**PROBLEMS TO SOLVE**
(1) List the areas that the CFO excerpt below says you must have covered.
(2) Please transcribe the CFO excerpt below, starting at the words "So I think attesting" and ending after "as the CFO.".

**EXTRACT**
---*---

And I know sometimes it's really difficult to do that. But in raising money, for example, I always try to raise a bit too much. And I always had some liquidity spare. I think the other thing when, when becoming a CFO in particular, you are responsible ultimately for the integrity of the data and the information.
So I think attesting to that. Challenging that, whether it be through internal audit, external audit, challenging the data yourself, making sure that the monthly information, the quarterly information is sufficiently solid to be able to make business decisions based on that. Because if your data as the CFO is mistaken, or it needs amendment subsequently, that's on you as the CFO.
So I think integrity of data. I think understanding and working with those roles of a finance team, who does what, who's got the relevant skills and making sure you've got all of the bases covered around controls, procedures, transaction processing, some of it can be done through technology now and you can spend more time on the strategy.

---*---

**GIVEN ENTRIES**
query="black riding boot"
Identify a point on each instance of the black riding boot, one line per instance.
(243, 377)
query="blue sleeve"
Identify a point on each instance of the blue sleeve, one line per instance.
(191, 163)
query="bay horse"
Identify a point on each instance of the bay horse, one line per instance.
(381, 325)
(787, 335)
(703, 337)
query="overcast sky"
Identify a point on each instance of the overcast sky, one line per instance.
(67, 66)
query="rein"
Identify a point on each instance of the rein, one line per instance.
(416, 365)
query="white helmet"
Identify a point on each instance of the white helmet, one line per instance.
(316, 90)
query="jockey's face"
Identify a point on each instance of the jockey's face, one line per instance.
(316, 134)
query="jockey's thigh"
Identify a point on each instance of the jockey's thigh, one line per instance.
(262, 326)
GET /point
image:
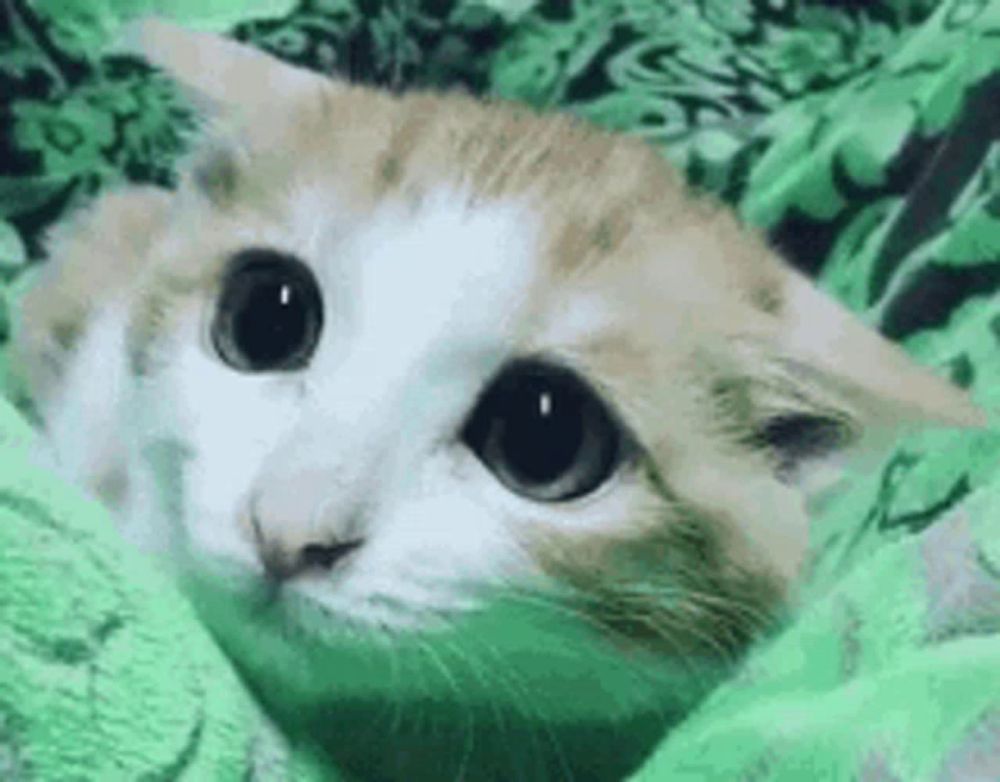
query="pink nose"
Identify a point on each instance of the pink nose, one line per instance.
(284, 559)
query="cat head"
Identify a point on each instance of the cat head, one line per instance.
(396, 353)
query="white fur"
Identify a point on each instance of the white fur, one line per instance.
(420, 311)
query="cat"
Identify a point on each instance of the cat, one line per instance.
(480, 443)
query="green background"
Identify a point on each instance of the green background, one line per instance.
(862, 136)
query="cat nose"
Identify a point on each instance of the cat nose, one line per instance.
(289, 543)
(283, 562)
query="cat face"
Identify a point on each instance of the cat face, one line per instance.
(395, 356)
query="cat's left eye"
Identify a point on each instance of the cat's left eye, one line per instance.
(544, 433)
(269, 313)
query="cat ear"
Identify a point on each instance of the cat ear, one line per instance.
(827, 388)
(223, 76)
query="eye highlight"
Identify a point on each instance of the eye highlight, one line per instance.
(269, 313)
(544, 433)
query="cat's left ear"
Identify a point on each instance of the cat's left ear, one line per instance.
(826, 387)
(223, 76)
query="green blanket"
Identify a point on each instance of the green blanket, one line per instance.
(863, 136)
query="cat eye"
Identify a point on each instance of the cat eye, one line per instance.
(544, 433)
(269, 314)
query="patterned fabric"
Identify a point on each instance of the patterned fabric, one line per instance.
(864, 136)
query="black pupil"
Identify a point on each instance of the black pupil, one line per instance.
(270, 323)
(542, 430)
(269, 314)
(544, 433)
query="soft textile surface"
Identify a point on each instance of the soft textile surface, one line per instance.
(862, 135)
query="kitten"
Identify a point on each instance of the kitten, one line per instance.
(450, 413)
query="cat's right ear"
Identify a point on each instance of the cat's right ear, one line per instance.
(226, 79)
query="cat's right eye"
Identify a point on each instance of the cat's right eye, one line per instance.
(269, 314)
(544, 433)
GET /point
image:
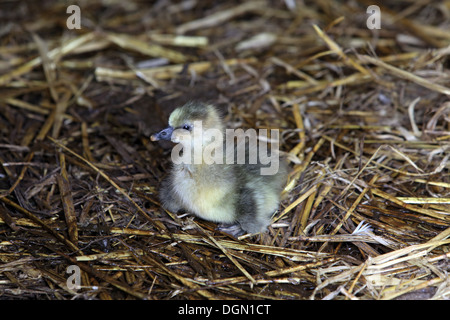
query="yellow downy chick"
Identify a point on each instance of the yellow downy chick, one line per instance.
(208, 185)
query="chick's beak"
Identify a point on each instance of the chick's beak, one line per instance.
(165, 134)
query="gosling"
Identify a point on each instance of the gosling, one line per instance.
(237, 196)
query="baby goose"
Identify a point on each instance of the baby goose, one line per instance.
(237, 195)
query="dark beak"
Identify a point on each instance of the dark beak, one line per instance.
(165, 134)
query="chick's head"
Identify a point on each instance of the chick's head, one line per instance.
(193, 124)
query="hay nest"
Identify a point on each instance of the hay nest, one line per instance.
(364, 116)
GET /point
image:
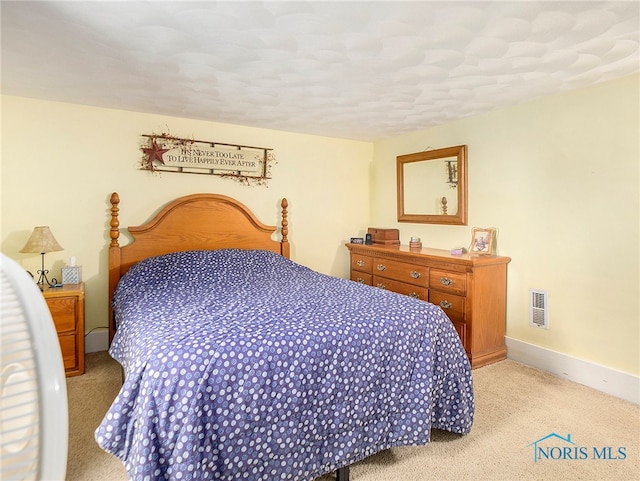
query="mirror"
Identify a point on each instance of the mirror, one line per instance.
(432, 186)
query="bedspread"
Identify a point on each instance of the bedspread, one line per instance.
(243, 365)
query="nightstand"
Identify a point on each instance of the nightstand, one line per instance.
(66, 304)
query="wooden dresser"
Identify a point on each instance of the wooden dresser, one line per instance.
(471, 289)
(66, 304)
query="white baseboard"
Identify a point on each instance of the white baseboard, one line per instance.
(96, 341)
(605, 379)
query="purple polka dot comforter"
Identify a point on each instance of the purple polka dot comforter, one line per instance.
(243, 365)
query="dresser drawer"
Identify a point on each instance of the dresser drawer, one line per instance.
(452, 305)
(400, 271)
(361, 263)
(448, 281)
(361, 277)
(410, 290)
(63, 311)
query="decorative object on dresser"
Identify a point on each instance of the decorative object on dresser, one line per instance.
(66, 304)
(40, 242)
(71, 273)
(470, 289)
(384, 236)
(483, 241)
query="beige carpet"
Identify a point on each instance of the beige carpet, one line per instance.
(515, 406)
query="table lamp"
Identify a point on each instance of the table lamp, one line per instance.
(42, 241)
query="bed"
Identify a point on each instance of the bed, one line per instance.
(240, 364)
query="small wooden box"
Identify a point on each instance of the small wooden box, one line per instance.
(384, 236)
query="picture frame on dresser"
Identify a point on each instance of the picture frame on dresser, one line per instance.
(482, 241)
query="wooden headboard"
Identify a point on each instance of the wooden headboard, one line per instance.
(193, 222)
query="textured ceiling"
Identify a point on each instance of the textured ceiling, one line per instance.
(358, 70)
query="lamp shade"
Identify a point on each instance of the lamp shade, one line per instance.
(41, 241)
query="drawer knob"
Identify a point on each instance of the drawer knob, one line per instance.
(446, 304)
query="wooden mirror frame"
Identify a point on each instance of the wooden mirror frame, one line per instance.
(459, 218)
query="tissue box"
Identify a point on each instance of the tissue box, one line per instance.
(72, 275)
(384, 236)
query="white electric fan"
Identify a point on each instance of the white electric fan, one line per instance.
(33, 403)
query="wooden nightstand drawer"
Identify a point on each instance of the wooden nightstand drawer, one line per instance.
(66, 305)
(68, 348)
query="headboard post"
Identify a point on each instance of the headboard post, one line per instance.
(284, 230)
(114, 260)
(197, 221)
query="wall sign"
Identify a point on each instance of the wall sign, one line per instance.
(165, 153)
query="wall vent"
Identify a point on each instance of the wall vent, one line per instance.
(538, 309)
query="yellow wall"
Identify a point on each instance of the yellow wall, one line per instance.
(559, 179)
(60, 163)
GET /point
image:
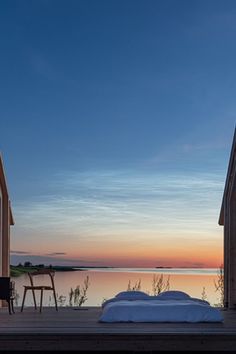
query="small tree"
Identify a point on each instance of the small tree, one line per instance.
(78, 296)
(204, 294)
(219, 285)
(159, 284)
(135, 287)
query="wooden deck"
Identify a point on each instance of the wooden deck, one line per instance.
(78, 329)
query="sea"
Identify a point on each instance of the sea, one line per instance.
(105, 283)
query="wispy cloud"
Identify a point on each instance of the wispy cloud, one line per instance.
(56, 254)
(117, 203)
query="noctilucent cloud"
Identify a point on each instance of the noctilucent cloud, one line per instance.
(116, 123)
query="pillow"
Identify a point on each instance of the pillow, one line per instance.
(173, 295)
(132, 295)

---*---

**ANSWERS FOR THE EXERCISE**
(1) controls, procedures, transaction processing

(2)
So I think attesting to that. Challenging that, whether it be through internal audit, external audit, challenging the data yourself, making sure that the monthly information, the quarterly information is sufficiently solid to be able to make business decisions based on that. Because if your data as the CFO is mistaken, or it needs amendment subsequently, that's on you as the CFO.